**Task goal**
Report each line of the rows below that contains the word "police", copying the line in full. Case counts, so a capitalized form does not match a lowercase one.

**Recorded data**
## BEGIN

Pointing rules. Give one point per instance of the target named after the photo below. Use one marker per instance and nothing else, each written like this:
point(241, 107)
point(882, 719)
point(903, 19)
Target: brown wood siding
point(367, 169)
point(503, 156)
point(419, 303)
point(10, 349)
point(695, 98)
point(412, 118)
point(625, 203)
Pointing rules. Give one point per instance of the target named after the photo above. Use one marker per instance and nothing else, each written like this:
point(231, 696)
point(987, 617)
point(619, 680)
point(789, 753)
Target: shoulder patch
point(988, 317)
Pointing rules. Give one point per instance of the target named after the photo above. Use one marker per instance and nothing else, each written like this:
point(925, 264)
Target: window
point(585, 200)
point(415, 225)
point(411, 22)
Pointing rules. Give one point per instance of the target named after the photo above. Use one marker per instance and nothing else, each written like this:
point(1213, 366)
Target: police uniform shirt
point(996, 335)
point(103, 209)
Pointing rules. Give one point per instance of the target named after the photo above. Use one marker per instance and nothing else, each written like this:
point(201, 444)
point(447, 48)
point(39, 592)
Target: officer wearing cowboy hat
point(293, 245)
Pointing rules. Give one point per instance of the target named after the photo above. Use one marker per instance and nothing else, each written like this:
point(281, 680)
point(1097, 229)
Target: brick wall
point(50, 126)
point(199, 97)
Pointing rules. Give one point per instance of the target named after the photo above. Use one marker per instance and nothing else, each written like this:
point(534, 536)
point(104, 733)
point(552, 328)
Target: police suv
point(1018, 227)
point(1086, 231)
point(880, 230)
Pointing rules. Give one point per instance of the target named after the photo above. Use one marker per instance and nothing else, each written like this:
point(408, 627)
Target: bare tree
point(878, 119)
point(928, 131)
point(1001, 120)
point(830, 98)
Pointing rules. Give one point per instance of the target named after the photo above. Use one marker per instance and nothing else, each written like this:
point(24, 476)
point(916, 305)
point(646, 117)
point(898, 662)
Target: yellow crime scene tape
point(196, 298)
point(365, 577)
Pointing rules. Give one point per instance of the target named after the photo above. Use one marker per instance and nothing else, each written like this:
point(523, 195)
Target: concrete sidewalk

## END

**Answer to the task**
Target: police uniform shirt
Target: police suv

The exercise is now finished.